The Power's Doubt: Liars Live, By John Calvert
John Calvert , October 24th, 2012 06:53

After a few months touring WIXIW, Liars are turning into a magnificent, at times malignant, psyops weapon, discovers John Calvert. Live photo by Valerio Berdini

On the second floor lobby I'm pointed in the direction of a doorway. Blood red walls become a dark staircase, and eventually a dark room. An attic. Blocking the back doorway is an overspill of much taller people, beyond them clues to many more people; forests of legs, small faces glimpsed in the distance, the shape of things. They are looking at something I can't see. It's like a glow, or a hallucination. And there's no sound, just a shuffling silence. Just this ectoplasmic glow. The colour of television and migraines. The exact colour of doubt.

________________________

▸ Stated problem A
Answer these questions about the Liars live review, one line per answer, marked to match:
(i) Who took the live photo?
(ii) What album have Liars been touring for a few months?
(iii) What color are the walls that become a dark staircase?
▸ Stated problem B
Rewrite the Liars live review between "On the second" and "colour of doubt.", inclusive, substituting "stairwell" for "staircase".
▸ Stated problem C
According to the Liars live review, what clues to many more people lie beyond the crowd blocking the back doorway? List them all.

▸ Data block
________________________

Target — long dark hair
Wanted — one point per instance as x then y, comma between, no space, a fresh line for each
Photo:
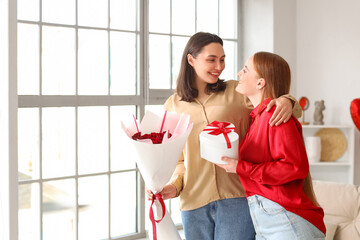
186,77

________________________

▸ Exercise output A
(i) Valerio Berdini
(ii) WIXIW
(iii) Blood red

▸ Exercise output B
On the second floor lobby I'm pointed in the direction of a doorway. Blood red walls become a dark stairwell, and eventually a dark room. An attic. Blocking the back doorway is an overspill of much taller people, beyond them clues to many more people; forests of legs, small faces glimpsed in the distance, the shape of things. They are looking at something I can't see. It's like a glow, or a hallucination. And there's no sound, just a shuffling silence. Just this ectoplasmic glow. The colour of television and migraines. The exact colour of doubt.

▸ Exercise output C
- forests of legs
- small faces glimpsed in the distance
- the shape of things